(EXERCISE DIRECTIONS): List each line in the listing below that contains the word "clicks".

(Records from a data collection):

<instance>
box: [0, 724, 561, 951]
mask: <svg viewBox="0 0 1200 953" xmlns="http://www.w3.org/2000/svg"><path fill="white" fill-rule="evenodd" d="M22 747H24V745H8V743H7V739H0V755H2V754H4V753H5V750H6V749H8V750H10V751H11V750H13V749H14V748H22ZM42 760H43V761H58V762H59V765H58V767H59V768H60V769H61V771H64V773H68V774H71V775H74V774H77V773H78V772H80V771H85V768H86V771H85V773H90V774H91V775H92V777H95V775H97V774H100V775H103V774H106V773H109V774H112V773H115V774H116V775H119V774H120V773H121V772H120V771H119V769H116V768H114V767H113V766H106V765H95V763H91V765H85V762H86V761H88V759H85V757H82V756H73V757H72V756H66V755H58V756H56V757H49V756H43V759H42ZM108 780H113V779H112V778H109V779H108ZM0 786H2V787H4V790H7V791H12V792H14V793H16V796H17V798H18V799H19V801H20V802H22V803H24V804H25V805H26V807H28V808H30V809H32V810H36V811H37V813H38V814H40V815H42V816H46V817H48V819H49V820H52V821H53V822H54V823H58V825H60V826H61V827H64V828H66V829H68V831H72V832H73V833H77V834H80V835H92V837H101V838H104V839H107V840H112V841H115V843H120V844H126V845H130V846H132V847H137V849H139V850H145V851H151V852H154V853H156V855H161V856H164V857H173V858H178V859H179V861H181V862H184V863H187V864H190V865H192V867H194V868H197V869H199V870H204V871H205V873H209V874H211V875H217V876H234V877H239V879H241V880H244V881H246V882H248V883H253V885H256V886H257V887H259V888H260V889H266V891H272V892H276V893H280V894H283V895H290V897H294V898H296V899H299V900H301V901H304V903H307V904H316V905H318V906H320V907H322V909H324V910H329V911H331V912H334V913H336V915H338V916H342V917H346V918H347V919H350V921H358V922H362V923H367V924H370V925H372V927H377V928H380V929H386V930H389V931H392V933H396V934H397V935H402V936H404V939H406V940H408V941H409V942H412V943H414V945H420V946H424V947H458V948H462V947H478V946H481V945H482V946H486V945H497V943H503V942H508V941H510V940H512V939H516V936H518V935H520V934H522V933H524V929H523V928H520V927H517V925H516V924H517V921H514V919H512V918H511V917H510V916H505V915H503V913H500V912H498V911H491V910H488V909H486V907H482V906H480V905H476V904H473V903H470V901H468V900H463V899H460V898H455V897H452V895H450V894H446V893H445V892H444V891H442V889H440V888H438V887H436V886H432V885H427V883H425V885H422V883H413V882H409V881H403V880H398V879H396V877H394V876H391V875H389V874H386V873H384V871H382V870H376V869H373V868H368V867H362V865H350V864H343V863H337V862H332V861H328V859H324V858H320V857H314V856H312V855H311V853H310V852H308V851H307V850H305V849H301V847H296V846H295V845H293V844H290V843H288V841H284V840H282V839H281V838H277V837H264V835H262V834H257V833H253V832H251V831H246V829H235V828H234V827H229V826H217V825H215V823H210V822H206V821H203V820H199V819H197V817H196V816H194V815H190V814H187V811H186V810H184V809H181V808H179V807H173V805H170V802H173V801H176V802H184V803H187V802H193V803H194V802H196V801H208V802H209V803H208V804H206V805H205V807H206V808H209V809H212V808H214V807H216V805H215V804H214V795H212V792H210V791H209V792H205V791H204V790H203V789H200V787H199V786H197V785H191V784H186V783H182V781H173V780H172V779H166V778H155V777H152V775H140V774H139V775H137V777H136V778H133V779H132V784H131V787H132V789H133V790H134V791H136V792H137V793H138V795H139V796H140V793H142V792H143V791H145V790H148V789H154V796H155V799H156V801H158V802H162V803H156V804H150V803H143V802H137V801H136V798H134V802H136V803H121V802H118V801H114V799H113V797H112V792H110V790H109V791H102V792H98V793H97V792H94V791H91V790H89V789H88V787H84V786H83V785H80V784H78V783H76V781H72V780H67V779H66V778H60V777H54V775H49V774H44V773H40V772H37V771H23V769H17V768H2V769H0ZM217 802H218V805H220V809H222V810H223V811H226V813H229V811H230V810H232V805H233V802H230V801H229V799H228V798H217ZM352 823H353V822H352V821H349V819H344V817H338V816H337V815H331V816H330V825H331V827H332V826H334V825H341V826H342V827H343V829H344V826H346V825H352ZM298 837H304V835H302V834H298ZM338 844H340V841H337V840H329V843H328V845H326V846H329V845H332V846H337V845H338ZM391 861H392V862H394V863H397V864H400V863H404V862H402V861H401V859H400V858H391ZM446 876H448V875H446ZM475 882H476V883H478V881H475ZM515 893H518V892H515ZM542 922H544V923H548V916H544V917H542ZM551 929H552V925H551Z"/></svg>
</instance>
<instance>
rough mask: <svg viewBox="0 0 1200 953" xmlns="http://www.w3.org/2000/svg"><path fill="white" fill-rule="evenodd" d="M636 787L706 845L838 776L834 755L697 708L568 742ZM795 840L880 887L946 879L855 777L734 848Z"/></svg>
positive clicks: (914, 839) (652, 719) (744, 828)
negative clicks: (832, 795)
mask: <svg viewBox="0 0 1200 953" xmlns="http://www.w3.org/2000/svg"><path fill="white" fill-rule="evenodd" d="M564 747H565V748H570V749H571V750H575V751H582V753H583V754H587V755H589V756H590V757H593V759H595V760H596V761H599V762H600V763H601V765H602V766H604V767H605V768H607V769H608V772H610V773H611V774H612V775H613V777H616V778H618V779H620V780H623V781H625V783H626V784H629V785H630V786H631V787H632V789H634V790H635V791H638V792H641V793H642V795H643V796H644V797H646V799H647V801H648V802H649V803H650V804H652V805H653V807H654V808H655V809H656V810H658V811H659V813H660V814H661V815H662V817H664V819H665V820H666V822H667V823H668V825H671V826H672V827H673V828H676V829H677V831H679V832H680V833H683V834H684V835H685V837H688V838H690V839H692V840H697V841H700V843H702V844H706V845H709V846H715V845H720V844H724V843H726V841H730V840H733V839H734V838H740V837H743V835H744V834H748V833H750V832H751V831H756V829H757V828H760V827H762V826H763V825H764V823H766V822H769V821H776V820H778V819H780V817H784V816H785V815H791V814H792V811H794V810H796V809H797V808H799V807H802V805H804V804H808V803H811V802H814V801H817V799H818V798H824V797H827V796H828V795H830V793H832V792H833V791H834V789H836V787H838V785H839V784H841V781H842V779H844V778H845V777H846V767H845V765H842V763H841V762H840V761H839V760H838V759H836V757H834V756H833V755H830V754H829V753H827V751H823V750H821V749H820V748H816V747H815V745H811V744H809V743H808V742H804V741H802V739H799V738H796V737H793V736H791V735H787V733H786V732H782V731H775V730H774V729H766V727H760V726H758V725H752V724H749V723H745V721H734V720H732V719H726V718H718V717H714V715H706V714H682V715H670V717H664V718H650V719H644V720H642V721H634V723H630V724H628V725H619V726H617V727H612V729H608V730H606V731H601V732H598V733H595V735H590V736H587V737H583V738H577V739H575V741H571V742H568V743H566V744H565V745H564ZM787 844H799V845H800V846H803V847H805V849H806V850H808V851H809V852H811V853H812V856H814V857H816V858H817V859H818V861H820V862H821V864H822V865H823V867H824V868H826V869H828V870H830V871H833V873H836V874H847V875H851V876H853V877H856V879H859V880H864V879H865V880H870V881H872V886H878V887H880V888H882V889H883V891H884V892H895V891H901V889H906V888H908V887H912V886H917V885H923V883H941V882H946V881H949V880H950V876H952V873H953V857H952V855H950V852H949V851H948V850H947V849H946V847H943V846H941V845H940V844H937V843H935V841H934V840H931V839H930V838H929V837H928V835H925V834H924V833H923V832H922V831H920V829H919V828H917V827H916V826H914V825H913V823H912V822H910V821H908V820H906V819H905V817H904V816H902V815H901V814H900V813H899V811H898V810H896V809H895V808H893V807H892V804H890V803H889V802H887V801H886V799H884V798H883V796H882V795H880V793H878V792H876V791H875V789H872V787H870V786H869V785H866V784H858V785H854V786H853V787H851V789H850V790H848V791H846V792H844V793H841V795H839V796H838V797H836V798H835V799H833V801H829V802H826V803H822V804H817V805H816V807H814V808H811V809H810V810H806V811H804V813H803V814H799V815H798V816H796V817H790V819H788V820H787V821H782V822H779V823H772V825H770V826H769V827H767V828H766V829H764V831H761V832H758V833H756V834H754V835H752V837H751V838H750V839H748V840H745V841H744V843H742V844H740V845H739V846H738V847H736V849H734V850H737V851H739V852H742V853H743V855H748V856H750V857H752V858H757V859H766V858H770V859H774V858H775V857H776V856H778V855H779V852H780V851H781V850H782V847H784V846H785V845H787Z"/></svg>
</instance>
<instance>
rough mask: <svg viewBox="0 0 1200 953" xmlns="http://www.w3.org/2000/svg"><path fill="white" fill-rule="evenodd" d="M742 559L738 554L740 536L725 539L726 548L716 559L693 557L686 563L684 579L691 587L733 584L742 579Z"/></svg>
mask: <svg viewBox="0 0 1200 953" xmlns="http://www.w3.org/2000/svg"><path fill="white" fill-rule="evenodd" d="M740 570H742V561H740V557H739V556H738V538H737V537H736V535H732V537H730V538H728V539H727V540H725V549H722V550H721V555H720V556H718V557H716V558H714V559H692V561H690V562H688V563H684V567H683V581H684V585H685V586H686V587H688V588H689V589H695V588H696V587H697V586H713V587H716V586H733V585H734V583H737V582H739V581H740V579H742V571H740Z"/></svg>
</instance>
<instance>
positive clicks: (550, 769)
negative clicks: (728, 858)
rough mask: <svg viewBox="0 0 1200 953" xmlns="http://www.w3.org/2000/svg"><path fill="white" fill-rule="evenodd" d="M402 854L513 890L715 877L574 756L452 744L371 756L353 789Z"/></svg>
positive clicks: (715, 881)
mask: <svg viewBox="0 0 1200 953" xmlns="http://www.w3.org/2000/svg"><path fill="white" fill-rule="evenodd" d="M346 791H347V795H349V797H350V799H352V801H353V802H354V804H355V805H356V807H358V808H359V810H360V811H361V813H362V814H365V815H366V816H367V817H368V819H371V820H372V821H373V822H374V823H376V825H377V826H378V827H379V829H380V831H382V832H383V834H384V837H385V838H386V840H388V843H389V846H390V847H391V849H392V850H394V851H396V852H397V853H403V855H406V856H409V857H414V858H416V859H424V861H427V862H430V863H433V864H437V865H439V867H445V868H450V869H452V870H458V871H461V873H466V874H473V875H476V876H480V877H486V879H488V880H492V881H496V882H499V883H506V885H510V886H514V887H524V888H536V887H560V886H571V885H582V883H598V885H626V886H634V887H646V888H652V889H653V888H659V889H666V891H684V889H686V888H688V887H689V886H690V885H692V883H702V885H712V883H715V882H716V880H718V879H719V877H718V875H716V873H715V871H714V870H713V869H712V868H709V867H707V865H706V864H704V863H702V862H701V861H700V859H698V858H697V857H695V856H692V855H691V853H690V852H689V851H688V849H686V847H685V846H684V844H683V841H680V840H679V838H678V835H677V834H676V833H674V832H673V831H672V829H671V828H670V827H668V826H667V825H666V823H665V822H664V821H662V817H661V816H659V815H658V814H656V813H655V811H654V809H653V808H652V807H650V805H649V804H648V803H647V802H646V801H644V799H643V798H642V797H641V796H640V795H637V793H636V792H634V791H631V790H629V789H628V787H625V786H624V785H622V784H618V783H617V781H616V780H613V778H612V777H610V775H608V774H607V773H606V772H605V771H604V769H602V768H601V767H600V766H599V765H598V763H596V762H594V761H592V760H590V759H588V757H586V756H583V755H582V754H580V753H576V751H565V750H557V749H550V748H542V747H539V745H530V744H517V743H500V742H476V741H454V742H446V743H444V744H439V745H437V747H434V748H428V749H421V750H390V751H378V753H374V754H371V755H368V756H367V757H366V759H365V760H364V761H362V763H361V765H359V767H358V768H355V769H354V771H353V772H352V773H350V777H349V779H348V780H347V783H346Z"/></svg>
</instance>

(RESPONSE):
positive clicks: (914, 839) (652, 719) (744, 828)
negative clicks: (832, 795)
positive clicks: (550, 769)
negative clicks: (728, 858)
positive clicks: (715, 881)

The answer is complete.